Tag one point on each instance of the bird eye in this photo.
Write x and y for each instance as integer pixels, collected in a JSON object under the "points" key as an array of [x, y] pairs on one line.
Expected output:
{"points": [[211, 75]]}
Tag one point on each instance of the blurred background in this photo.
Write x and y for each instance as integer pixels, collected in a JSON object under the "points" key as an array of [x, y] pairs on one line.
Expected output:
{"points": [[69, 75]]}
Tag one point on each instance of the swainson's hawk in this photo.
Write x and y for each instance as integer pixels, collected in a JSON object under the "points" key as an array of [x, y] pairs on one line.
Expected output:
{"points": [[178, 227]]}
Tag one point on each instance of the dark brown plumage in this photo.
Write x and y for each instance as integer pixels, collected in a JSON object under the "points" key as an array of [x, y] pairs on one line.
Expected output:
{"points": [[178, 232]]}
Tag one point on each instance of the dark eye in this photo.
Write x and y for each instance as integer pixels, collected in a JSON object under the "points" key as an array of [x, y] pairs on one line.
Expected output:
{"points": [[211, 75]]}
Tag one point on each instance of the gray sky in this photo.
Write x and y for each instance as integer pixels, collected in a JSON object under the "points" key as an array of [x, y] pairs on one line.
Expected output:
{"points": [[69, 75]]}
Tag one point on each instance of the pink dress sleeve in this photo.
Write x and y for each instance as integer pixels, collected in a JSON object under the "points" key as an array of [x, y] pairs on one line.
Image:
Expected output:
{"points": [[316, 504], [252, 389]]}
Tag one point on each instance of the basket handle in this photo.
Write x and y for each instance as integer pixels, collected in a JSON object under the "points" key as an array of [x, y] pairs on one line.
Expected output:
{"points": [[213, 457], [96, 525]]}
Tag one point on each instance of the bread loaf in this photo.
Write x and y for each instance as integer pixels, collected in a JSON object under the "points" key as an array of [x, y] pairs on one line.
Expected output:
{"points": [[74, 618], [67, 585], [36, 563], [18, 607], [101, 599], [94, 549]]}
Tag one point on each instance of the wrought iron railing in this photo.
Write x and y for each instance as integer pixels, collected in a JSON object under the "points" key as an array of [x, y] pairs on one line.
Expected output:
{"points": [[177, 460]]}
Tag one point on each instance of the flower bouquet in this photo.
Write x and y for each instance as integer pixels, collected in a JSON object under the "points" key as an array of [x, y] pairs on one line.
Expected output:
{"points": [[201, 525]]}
□ □ □ □ □ □ □
| Do this |
Rewrite all the data above, substituting "Mark" for every "Tag" and changing nothing else.

| Answer below |
Mark one point on each instance of the bird eye in this photo.
Write x and y for each instance as integer pixels, collected in a JSON object under the "points" key as an array of [x, y] pairs on one line.
Expected output:
{"points": [[211, 75]]}
Mark one point on each instance of the blurred background in this photo.
Write x and y for each instance as integer pixels, collected in a JSON object under the "points" key as an array of [x, y] pairs on one line.
Expected output:
{"points": [[69, 75]]}
Mark one point on each instance of the swainson's hawk in this photo.
Write x and y for each instance as integer pixels, collected in a JSON object under the "points" key as an array of [x, y] pairs on one line.
Expected output:
{"points": [[178, 227]]}
Mark one point on each instance of the dark brown plumage in this photo.
Write x and y for each instance as integer pixels, collected in a JSON object under the "points" key as an array of [x, y] pairs on one line.
Expected output:
{"points": [[178, 232]]}
Mark one point on each instance of the dark eye in this photo.
Write x and y for each instance as integer pixels, collected in a JSON object under the "points" key as an array of [x, y] pairs on one line.
Expected output:
{"points": [[211, 75]]}
Mark one point on each instance of the gray sky in this photo.
Write x and y for each instance as integer pixels, collected in a JSON object under the "points" key as an array of [x, y] pairs on one line.
Expected output:
{"points": [[69, 75]]}
Mark one point on each instance of the pink dress sleeve in this photo.
Write x and y for each instance as integer pixels, collected in a JSON object under the "points" key as an array of [x, y] pairs on one line.
Image:
Expected output:
{"points": [[316, 504], [252, 389]]}
Mark one point on each instance of the basket handle in this photo.
Write x and y for each instance as integer pixels, collected in a JSON object under the "points" key as an array of [x, y] pairs on one line.
Expected output:
{"points": [[213, 457], [96, 525]]}
Mark one point on each instance of the bread loaf in this photo.
Write x and y for each instance as integer pixels, collected in a JSON object under the "points" key as an array of [x, y] pairs on one line.
Expected output:
{"points": [[74, 618], [67, 585], [36, 563], [18, 607], [101, 599], [94, 549]]}
Mark one point on each instance of the wrought iron railing in this photo.
Write x and y for each instance as integer pixels, collected in a JSON object under the "points" key as an array of [x, y] pairs on one line.
Expected output:
{"points": [[177, 460]]}
Mark one point on each instance of the flower bouquet in this photo.
Write x and y for each instance as integer pixels, collected in a JSON object under the "points" key as an array of [x, y] pairs on one line.
Expected output:
{"points": [[201, 525]]}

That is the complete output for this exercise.